目的 A – 記録の冒頭から「M 242 121 L」を含む行までを、「evenodd」を「nonzero」に置き換え、ほかは変えずに書き出すこと。

DSRC部6は、図5に示すようにDSRC制御部6a、通信部6b、記憶部6c等を備えて構成されている。
【0040】
DSRC制御部6aは、CPU、RAM等から構成され、記憶部6cに記憶されている制御プログラム及び必要なデータをRAMに展開し、DSRC部6の各部の動作を制御する。例えば、通信部6bにより路側無線装置20を介してデータを受信した場合にはこれを制御部1に出力する。
【0041】
通信部6bは、車両Cのダッシュボード上でフロントガラス近傍に固設されたアンテナを備え、このアンテナを介して路側無線装置20等とDSRCの電波の送受信を行う。
記憶部6cは、DSRC制御部6aにより実行される制御プログラムは必要なデータ等を記憶している。
【0042】
再生部7は、スピーカ7a等を備え、第2配信情報に含まれているコンテンツ情報に応じた動作(例えば、音による再生)を実行する実行手段として機能する。
読み上げ情報の再生を行う場合、読み上げ情報は中間言語で記述されているので、再生部7は読み上げ情報を音声情報に変換して再生する読み上げ再生処理(TTS(Text to Speech)処理)を行う。読み上げ再生処理では、読み上げ情報を解析して音声合成に必要なパラメータ(音声素片、音韻の継続時間長、ピッチ、振幅の時間変化パターン等)を生成する。そして、生成したパラメータを用いて音声波形を合成する。再生部7は合成音声の信号をスピーカ7aにより出力し、音声による再生を行う。
【0043】
I/O部8は、外部装置との通信を行うインターフェースである。外部装置との通信制御は、制御部1からの指示に従って行われる。例えば、I/O部8を介して接続された外部装置にコンテンツ情報や各種プログラム等のデータの入出力を行なうことができる。
【0044】
次に、動作について説明する。
図6に、車載器10の制御部1により実行されるデータ実行処理を説明するフローチャートを示す。なお、データ実行処理は、車載器10に電力が供給されている間、実行される処理とする。

(一部の記録)
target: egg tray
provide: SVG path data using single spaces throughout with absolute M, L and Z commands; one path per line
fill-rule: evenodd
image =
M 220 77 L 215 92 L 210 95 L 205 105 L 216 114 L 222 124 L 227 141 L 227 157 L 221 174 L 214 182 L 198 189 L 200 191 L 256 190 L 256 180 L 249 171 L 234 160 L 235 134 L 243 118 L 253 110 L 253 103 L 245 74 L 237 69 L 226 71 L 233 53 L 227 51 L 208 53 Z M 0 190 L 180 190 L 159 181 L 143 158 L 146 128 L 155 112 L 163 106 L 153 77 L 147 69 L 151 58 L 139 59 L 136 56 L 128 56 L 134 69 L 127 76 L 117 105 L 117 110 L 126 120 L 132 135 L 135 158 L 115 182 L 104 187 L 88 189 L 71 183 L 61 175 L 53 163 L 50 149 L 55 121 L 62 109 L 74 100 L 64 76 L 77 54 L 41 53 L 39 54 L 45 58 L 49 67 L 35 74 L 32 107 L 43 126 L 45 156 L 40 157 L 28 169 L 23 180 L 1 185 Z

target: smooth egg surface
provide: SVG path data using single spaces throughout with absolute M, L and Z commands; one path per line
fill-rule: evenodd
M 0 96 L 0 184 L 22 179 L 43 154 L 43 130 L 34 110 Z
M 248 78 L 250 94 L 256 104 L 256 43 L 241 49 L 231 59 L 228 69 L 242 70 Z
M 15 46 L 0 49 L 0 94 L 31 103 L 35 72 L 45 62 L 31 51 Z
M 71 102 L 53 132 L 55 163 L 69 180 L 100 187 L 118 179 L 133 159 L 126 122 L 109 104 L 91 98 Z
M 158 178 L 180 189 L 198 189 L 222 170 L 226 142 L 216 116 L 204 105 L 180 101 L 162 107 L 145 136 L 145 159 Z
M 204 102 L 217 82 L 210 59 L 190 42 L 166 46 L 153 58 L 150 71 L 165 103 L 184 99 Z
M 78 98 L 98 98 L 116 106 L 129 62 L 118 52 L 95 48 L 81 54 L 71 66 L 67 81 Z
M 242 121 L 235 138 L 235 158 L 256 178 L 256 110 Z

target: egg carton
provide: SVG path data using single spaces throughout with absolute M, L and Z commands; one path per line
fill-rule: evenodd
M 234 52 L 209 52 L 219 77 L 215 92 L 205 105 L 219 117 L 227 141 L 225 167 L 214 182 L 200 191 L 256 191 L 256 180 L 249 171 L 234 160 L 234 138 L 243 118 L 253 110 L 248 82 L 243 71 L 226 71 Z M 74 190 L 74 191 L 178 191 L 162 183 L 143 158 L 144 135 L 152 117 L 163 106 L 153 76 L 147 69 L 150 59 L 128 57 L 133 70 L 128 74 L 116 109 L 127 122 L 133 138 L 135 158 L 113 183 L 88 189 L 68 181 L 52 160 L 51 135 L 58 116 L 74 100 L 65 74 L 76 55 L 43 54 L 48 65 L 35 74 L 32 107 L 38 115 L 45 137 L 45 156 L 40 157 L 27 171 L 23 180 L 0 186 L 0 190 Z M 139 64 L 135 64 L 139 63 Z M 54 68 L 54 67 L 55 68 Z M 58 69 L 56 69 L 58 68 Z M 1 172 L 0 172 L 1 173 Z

目的 B – 提示文によると、通信部6bのアンテナはどこに固設されているか。

回答 A –
target: egg tray
provide: SVG path data using single spaces throughout with absolute M, L and Z commands; one path per line
fill-rule: nonzero
image =
M 220 77 L 215 92 L 210 95 L 205 105 L 216 114 L 222 124 L 227 141 L 227 157 L 221 174 L 214 182 L 198 189 L 200 191 L 256 190 L 256 180 L 249 171 L 234 160 L 235 134 L 243 118 L 253 110 L 253 103 L 245 74 L 237 69 L 226 71 L 233 53 L 227 51 L 208 53 Z M 0 190 L 180 190 L 159 181 L 143 158 L 146 128 L 155 112 L 163 106 L 153 77 L 147 69 L 151 58 L 139 59 L 136 56 L 128 56 L 134 69 L 127 76 L 117 105 L 117 110 L 126 120 L 132 135 L 135 158 L 115 182 L 104 187 L 88 189 L 71 183 L 61 175 L 53 163 L 50 149 L 55 121 L 62 109 L 74 100 L 64 76 L 77 54 L 41 53 L 39 54 L 45 58 L 49 67 L 35 74 L 32 107 L 43 126 L 45 156 L 40 157 L 28 169 L 23 180 L 1 185 Z

target: smooth egg surface
provide: SVG path data using single spaces throughout with absolute M, L and Z commands; one path per line
fill-rule: nonzero
M 0 96 L 0 184 L 22 179 L 43 154 L 43 130 L 34 110 Z
M 248 78 L 250 94 L 256 104 L 256 43 L 241 49 L 231 59 L 228 69 L 242 70 Z
M 15 46 L 0 49 L 0 94 L 31 103 L 35 72 L 45 62 L 31 51 Z
M 71 102 L 53 132 L 55 163 L 69 180 L 100 187 L 118 179 L 133 159 L 126 122 L 109 104 L 91 98 Z
M 158 178 L 180 189 L 198 189 L 222 170 L 226 142 L 216 116 L 204 105 L 180 101 L 162 107 L 145 136 L 145 159 Z
M 204 102 L 217 82 L 210 59 L 190 42 L 166 46 L 153 58 L 150 71 L 165 103 L 184 99 Z
M 78 98 L 98 98 L 116 106 L 129 62 L 118 52 L 95 48 L 81 54 L 71 66 L 67 81 Z
M 242 121 L 235 138 L 235 158 L 256 178 L 256 110 Z

回答 B – 車両Cのダッシュボード上で、フロントガラス近傍に固設されている。